→ **Task goal**: Reproduce the entries word for word, and omit any picture you find in them.

=== Begin Enclosure ===

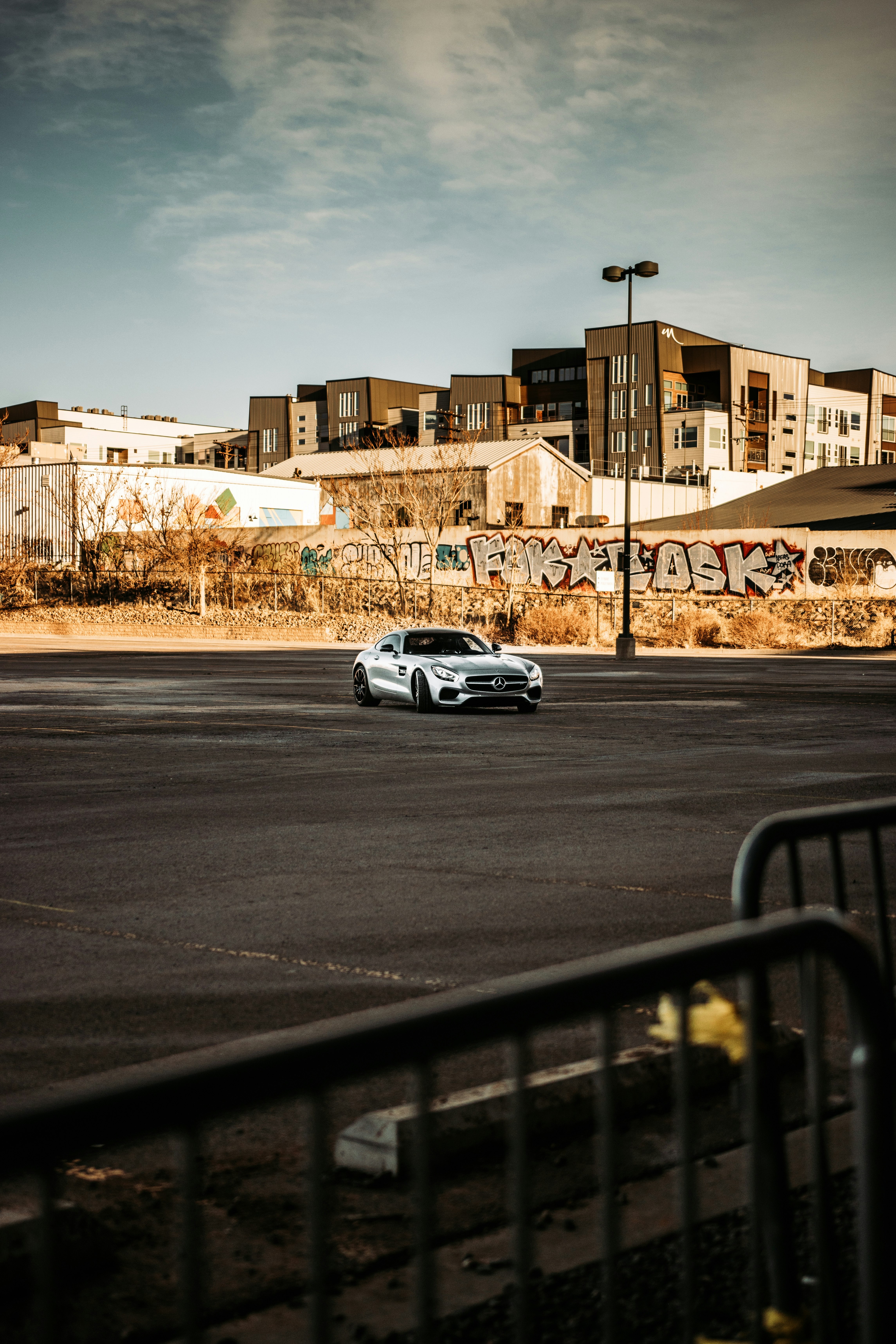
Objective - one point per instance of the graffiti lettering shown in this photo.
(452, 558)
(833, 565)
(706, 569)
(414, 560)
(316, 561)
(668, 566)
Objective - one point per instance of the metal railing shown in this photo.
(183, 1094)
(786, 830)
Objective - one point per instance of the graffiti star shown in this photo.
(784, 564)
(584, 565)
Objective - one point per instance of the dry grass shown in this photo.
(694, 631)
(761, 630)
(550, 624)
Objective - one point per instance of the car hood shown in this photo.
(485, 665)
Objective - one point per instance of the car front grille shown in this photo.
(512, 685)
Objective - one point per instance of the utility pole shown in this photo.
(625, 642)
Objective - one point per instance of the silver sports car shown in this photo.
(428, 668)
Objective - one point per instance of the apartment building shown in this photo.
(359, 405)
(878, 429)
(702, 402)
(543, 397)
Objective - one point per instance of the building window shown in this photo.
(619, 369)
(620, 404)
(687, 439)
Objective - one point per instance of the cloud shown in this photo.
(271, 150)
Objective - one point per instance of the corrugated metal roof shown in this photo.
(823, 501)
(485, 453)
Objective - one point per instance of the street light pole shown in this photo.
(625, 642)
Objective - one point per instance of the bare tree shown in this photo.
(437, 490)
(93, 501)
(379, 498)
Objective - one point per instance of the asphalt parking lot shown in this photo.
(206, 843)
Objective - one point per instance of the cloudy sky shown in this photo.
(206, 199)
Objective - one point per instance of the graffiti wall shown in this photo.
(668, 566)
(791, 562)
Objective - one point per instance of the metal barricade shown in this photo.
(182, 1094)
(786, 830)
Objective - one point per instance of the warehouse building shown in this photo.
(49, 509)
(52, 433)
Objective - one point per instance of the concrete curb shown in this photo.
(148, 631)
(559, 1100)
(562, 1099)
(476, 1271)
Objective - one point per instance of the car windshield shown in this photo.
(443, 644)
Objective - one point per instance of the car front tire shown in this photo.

=== End Enclosure ===

→ **Finished task**:
Objective - one point per instance of the graffiti lettering shown in this photo.
(452, 558)
(833, 565)
(706, 569)
(414, 560)
(316, 561)
(668, 566)
Objective - one point per instance of the metal railing shown in this photo.
(183, 1094)
(786, 830)
Objective - one point per instance of the graffiti star shown in this photo.
(784, 564)
(584, 565)
Objective - one point per instance of the dry grass shown in this photo.
(694, 631)
(761, 630)
(550, 624)
Objective - one point per instance of the car hood shown in this photo.
(485, 665)
Objective - one point per instance of the car front grille shown in this photo.
(512, 685)
Objective - one point per instance of the utility pole shown in this photo.
(625, 642)
Objective - one point per instance of the silver sports car shown in this photo.
(428, 668)
Objective - one point per instance of the apartment building shown in this photo.
(359, 405)
(878, 429)
(702, 402)
(543, 397)
Objective - one point per instance of the building window shown in this photo.
(619, 369)
(620, 404)
(687, 439)
Objective - one point per instance of the cloud shown in this photo.
(271, 150)
Objective - one point per instance of the corrugated metal roof shown in this photo.
(823, 501)
(485, 453)
Objective - one point per instance of the street light pole shown in this photo.
(625, 642)
Objective - one point per instance of the bare tree shown in this photo.
(437, 490)
(93, 501)
(379, 498)
Objective - one point per instance of the asphalt parking lot shown in this photo.
(206, 843)
Objective - one point per instance of the cloudy sky shown in this photo.
(206, 199)
Objective - one point per instance of the graffiti wall shown in this photo.
(668, 566)
(791, 562)
Objective - one point per instance of the metal barricade shown in this photo.
(182, 1094)
(786, 830)
Objective - one point per instance of the warehouse building shown in this photo.
(49, 509)
(52, 433)
Objective - one point per instance of the concrete curb shown in this photo.
(148, 631)
(559, 1100)
(562, 1099)
(476, 1271)
Objective - one point per instance of the car windshield shown in this photo.
(443, 644)
Objective - one point per instance of the car front tire shown in this photo.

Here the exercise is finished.